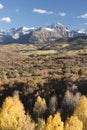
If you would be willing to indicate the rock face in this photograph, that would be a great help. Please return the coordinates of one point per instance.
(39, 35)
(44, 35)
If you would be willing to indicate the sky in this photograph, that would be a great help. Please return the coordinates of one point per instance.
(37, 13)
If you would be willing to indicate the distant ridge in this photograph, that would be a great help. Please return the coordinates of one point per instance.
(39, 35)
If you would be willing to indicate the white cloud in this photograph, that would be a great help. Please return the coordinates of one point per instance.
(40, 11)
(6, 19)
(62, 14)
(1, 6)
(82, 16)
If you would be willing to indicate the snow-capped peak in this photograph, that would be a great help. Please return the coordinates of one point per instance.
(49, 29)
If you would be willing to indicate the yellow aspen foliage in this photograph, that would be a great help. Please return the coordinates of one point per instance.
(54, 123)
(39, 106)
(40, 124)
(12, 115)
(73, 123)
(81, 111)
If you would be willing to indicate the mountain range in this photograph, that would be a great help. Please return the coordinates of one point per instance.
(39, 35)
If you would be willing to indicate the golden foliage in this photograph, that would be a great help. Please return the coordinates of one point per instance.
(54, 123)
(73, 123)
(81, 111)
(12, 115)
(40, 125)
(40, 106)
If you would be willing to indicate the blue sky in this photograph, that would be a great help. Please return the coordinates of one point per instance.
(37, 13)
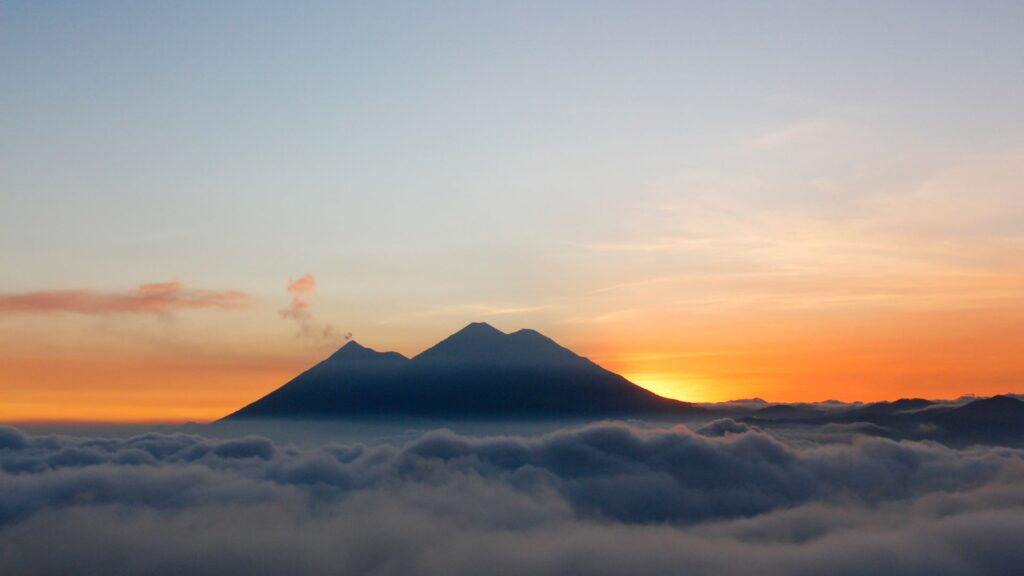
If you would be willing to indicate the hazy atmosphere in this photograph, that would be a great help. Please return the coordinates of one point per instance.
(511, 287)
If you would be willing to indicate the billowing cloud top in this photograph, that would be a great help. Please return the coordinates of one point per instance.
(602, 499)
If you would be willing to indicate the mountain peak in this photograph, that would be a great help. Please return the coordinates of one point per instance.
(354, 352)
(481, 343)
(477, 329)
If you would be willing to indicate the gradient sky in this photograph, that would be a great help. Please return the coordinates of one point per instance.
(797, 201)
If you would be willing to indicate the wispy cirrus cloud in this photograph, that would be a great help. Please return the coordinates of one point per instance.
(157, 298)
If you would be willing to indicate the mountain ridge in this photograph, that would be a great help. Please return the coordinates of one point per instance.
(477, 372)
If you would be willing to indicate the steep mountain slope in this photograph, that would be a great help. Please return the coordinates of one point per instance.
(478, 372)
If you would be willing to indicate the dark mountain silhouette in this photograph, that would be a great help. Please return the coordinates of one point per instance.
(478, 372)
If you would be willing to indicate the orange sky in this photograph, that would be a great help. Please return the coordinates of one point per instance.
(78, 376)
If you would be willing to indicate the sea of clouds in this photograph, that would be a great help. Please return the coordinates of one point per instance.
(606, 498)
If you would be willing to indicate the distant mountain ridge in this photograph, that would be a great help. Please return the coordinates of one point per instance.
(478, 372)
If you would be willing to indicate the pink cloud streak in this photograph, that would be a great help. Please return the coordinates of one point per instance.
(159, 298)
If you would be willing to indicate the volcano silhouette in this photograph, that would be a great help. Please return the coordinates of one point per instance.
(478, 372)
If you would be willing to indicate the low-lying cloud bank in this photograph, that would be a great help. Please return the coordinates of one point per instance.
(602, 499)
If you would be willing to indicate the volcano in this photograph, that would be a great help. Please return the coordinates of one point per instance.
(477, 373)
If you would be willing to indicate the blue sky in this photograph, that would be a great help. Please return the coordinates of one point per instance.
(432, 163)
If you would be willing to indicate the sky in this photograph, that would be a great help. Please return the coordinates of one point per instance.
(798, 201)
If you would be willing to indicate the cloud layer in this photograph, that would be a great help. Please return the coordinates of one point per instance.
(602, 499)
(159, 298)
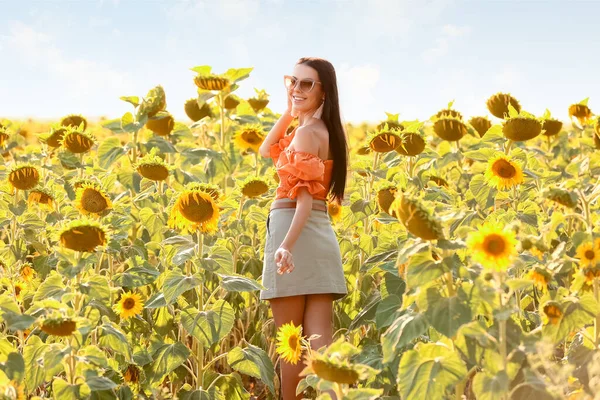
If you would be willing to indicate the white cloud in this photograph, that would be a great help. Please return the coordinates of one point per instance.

**WHAT THE EXERCISE ASKS:**
Switch every "photograph" in the items above to "image" and reproduce the items with no other changes. Leave the pictures out of your answer.

**RIGHT ANSWER:**
If you would be willing to indicate the rock face in this image, that would be a great help. Please return the coordinates of one point per instance.
(39, 35)
(44, 35)
If you would be willing to indicate the sky in this image, that would be a great help. Please return the coordinates of one point per instance.
(37, 13)
If you would be willing to indicate the distant ridge in this image, that would be a great help. Please return the coordinates of one point per instance.
(39, 35)
If you would be willing to indicate the white cloud in this image, that would be a great help. Please return the coordinates of one point per instance.
(40, 11)
(6, 19)
(62, 14)
(1, 6)
(82, 16)
If you would be willing to indicate the snow-capped peak in this image, that would be a great help. Please return the coordinates of one point per instance.
(49, 29)
If you would be willing to indicate the yellow aspen foliage in this image, that would be a great help. Please return the coordinates of one point per instance.
(54, 123)
(39, 106)
(40, 124)
(12, 115)
(73, 123)
(81, 111)
If you would be willing to indicate the mountain range in this image, that would be a great help. Please return the coordinates of one point per instance.
(39, 35)
If you would be willing to indicate the golden foliage in this image, that would be a great help. Please return the coordinates of one point per instance.
(54, 123)
(73, 123)
(81, 111)
(12, 115)
(40, 125)
(40, 106)
If you would be willing to indicate the blue sky in this image, that would be a great help. Please return the coordinates of one point per instance.
(37, 13)
If you would be willing to indicate the hazy atmosphere in this image, that would be a great help. Please return the coordinates of one point per instance.
(511, 287)
If you would be willing to indicate the billowing cloud top in this image, that would be a great help. Please return the coordinates of one point per instance.
(602, 499)
If you would be willing to indicate the mountain peak in this image, that would be a great help. Please return the coordinates of one point per instance.
(354, 352)
(481, 343)
(477, 329)
If you would be willing to indicate the gradient sky in this image, that would be a great help. Please return the coordinates of one point per instance.
(797, 201)
If you would be willing to indicate the wispy cirrus cloud in this image, that would be a great help. Please return the coordinates of one point per instance.
(157, 298)
If you would be willing to indicate the mountain ridge in this image, that would be a great help. Please return the coordinates of one point per instance.
(477, 372)
If you would be willing to indicate the steep mountain slope in this image, that would be a great help. Please return the coordinates of one point per instance.
(478, 372)
If you would be willing to indicate the dark mountain silhouette in this image, that would be a great help. Please return the coordinates of one point per instance.
(478, 372)
If you would be willing to indicate the orange sky in this image, that would be a great help. Please return the coordinates of one point per instance.
(78, 376)
If you would be willing to indicate the sea of clouds in this image, that would be a great help. Please return the coordinates of one point per instance.
(606, 498)
If you would be willing to indicate the distant mountain ridge in this image, that would be a great help. Please return the coordinates of one point per instance.
(478, 372)
If you would be willing to indicate the pink cloud streak in this image, that would be a great help. Please return the coordinates of one point per instance.
(159, 298)
If you would be willing to indicate the volcano silhouette in this image, that would be a great help. Please return the coordinates of one point per instance.
(478, 372)
If you would be willing to indicate the low-lying cloud bank in this image, that would be a great help. Please return the coordinates of one point per instance.
(602, 499)
If you would be willing to indicate the volcano in this image, that would be a great help. Please return the coordinates of one point per instance.
(477, 373)
If you would be willing to indicate the blue sky in this image, that would be a great help. Please return the coordinates of one point per instance.
(432, 163)
If you would be willing to indicate the sky in this image, that would be a great help. Please return the coordinates of one point per instance.
(798, 201)
If you would be willing to indicate the cloud layer in this image, that would be a great help. Please return the coordinates of one point per instance.
(602, 499)
(159, 298)
If you would be willing to indicate the white cloud in this image, that would be a great help. Please return the coordinates of one point per instance.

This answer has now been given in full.